Updated: Sep 16, 2020
Lifestyle choices and our environment plays an integral role in the prevalence of type II diabetes among particular populations. Some of these populations are impacted by the lack of grocery stores, and the prevalence of an abundance of dollar stores and convenience stores being the primary supplier of processed foods, which are void of nutrients. These communities are generally categorized as food desserts. The void of nutrients in these communities, most importantly, the effects dietary fiber, that are lacking in these processed foods, has been shown to decrease fasting blood glucose levels (Hagander et. al., 1988). Further, during postprandial, mean glucose is also lowered by consuming a high fiber diet (Hagander et. al., 1988). Many of these food desserts are in neighborhoods that receive few resources, and have a disheveled infrastructure, thus lacking adequate side walks, bike lanes, updated parks, and quality community as well as commercial gyms. This contributes heavily to a higher rate of type II diabetes for the residence of these communities. The byproduct of an environment that is scarce of foods packed with dietary fibers, and adequate parks and fitness facilities is obesity. Medeiros et. al. (2010) discussed the dangers of being obese, and its association with pro-inflammitory genes expression. This results in skeletal muscles being insulin resistant.
- - - - -
■ **What this exercise asks**
1. In one to three sentences, explain how obesity leads to insulin resistance according to the passage on food deserts and type II diabetes.
2. Carry on the passage on food deserts and type II diabetes, picking up after its last sentence.
None of the material is needed for these tasks.
- - - - -
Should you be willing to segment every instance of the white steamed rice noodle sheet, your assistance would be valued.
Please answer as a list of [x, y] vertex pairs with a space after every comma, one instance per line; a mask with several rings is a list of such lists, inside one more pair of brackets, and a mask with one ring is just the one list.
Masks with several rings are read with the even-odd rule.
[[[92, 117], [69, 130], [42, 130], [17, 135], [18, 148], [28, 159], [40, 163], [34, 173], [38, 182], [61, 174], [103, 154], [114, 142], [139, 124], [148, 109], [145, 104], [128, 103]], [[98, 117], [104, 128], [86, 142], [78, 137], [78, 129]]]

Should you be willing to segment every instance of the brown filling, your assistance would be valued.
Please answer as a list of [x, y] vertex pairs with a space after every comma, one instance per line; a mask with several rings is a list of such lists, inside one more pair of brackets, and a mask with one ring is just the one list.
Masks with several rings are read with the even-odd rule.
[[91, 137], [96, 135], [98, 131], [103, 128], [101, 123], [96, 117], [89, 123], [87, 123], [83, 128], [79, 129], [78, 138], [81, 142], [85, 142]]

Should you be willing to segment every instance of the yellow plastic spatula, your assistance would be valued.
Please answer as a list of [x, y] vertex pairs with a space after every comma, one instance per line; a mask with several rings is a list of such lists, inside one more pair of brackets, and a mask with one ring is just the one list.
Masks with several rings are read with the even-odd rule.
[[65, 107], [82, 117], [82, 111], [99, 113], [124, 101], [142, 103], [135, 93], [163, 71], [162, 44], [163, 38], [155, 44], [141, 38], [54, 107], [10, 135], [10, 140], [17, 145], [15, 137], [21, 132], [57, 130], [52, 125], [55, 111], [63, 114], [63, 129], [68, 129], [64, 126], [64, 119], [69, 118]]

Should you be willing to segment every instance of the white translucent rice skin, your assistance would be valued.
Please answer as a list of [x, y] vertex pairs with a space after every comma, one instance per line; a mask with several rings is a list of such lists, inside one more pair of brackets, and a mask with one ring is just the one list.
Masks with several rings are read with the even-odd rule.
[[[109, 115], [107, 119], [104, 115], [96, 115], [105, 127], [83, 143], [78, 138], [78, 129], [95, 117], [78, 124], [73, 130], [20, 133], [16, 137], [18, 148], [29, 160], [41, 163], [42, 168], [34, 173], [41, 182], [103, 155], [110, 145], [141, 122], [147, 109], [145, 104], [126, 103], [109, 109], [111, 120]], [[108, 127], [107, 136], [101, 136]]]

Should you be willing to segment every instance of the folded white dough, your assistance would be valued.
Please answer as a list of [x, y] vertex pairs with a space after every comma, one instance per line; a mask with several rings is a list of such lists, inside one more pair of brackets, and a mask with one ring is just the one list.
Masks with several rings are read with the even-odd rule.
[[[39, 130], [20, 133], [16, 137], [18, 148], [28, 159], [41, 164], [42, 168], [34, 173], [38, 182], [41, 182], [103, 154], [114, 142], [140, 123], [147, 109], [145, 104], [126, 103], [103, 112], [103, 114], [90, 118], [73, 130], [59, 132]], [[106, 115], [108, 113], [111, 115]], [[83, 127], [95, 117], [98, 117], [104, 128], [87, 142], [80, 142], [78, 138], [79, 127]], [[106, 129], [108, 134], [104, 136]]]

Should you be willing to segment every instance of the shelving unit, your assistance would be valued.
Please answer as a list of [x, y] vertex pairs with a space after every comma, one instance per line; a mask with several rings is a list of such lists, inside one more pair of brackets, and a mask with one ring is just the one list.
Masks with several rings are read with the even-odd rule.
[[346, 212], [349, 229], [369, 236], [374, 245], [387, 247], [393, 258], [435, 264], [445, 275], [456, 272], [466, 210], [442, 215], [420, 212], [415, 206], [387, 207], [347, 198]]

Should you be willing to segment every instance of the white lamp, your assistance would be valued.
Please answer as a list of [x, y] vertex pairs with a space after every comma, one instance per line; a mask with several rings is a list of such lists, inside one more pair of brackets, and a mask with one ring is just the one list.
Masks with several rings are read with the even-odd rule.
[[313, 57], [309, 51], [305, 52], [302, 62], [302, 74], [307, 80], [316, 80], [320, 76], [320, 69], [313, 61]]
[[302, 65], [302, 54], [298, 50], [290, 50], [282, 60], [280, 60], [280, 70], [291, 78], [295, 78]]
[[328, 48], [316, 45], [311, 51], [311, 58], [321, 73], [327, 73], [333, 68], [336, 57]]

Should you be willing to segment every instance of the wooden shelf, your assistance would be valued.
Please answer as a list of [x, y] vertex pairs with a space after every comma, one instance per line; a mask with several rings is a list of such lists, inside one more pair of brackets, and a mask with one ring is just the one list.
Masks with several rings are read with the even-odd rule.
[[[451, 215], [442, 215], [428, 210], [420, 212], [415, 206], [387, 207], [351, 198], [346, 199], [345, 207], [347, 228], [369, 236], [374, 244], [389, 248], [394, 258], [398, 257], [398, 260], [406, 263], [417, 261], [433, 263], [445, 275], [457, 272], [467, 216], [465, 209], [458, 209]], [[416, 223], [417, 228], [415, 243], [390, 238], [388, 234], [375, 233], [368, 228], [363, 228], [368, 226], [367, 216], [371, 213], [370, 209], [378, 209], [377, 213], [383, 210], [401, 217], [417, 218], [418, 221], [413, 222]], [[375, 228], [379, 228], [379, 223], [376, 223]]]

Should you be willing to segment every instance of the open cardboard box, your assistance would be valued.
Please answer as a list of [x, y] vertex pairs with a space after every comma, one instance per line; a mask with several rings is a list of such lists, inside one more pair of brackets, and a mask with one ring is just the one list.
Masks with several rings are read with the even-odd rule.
- - - - -
■ **Expected results**
1. Obesity is associated with the expression of pro-inflammatory genes, as Medeiros et al. (2010) discussed. This gene expression results in skeletal muscles becoming insulin resistant.

2.
Exercise is the key. There have been a number of studies that have examined the difference in the acute effects or the chronic adaptations leading to a decrease in fasting plasma glucose. From what I gathered, both modalities enhance insulin signaling leading to an increase in glucose uptake, and glucose homeostasis (Röhling et. al., 2016). These results would be complicated to those living in food desserts, even if they began to adhere to a dose appropriate home workout, or outdoor park workout. The old saying is “you can not outwork a bad diet”. Even with an increased caloric intake of high fiber food to match the caloric expenditure of the rats that participated in a swimming protocol, the results still showed that these rats had a lower body fat percentage than the sedentary rats that were fed a lower amount of calories. This shows the importance of food selection combined with consistent exercise.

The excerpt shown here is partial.